> _Job_: Locate the line that contains "Q: Point to every instance of the cardboard". Print it and each following line through the end of the listing, verbatim, and nothing more.
===== Records provided
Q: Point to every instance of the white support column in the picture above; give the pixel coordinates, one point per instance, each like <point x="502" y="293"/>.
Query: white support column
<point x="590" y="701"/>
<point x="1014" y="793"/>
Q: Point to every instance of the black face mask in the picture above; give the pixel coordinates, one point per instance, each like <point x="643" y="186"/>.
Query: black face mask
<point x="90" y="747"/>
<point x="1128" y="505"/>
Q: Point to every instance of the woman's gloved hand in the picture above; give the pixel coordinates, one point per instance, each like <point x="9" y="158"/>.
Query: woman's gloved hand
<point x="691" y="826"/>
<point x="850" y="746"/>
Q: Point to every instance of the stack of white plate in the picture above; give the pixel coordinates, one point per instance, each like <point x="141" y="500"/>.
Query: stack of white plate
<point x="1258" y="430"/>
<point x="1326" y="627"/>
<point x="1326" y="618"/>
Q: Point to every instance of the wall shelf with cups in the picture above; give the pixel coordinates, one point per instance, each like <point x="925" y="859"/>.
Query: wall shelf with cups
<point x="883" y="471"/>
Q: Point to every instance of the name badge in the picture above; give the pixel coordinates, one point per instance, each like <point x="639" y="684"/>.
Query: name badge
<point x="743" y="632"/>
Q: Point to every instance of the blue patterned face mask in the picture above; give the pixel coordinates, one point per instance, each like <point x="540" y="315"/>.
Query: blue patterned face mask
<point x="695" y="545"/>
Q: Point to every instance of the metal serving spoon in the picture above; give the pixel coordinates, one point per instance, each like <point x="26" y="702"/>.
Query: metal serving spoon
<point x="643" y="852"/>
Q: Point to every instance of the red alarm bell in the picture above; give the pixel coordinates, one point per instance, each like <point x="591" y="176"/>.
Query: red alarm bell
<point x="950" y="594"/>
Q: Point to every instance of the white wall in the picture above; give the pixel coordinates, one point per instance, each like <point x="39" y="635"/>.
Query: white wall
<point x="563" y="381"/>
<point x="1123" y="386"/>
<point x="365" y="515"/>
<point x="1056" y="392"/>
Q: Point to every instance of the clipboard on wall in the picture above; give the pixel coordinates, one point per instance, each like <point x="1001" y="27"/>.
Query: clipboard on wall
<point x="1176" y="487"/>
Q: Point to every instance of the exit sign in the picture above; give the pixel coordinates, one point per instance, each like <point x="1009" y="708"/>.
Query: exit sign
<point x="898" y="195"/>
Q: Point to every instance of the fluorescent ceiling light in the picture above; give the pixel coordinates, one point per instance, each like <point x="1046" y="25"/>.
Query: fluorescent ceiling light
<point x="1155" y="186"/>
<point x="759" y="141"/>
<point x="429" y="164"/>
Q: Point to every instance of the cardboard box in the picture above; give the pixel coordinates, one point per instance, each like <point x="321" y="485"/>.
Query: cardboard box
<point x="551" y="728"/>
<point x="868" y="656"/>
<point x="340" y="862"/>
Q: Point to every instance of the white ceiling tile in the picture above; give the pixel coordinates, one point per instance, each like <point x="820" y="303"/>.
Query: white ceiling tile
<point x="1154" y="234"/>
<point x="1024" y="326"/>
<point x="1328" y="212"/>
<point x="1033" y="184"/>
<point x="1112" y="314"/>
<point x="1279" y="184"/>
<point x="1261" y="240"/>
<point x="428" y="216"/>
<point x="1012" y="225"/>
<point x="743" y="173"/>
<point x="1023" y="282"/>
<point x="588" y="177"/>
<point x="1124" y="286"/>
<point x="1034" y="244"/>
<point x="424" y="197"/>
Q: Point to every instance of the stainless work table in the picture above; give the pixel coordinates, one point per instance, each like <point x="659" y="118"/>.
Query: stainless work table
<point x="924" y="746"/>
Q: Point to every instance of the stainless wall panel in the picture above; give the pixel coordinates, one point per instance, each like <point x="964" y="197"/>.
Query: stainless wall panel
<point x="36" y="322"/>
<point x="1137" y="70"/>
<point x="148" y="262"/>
==========
> _Response to this exercise_:
Q: Point to every instance of the cardboard box in the picture above; give the pixel coordinates, one point per instance, each like <point x="321" y="485"/>.
Query: cardboard box
<point x="551" y="728"/>
<point x="868" y="656"/>
<point x="340" y="862"/>
Q: Point to every instance of the white ceiling tile in the picture above; give the pixel coordinates, one point per instance, each like <point x="820" y="303"/>.
Query: white ceiling tile
<point x="1154" y="234"/>
<point x="1024" y="326"/>
<point x="1328" y="212"/>
<point x="1033" y="184"/>
<point x="1112" y="314"/>
<point x="1279" y="184"/>
<point x="1261" y="240"/>
<point x="428" y="216"/>
<point x="1012" y="225"/>
<point x="743" y="173"/>
<point x="1023" y="282"/>
<point x="588" y="177"/>
<point x="1124" y="286"/>
<point x="1034" y="244"/>
<point x="424" y="197"/>
Q: Point to every instance of the stainless work table in the picture above; give the pixel coordinates, one point per instance, each like <point x="659" y="118"/>.
Query: stainless work table
<point x="924" y="746"/>
Q: Point to every instance of the stainless wall panel in the picture above; give the pixel coordinates, one point per instance, each like <point x="964" y="197"/>.
Query: stainless wall panel
<point x="36" y="322"/>
<point x="1137" y="70"/>
<point x="148" y="262"/>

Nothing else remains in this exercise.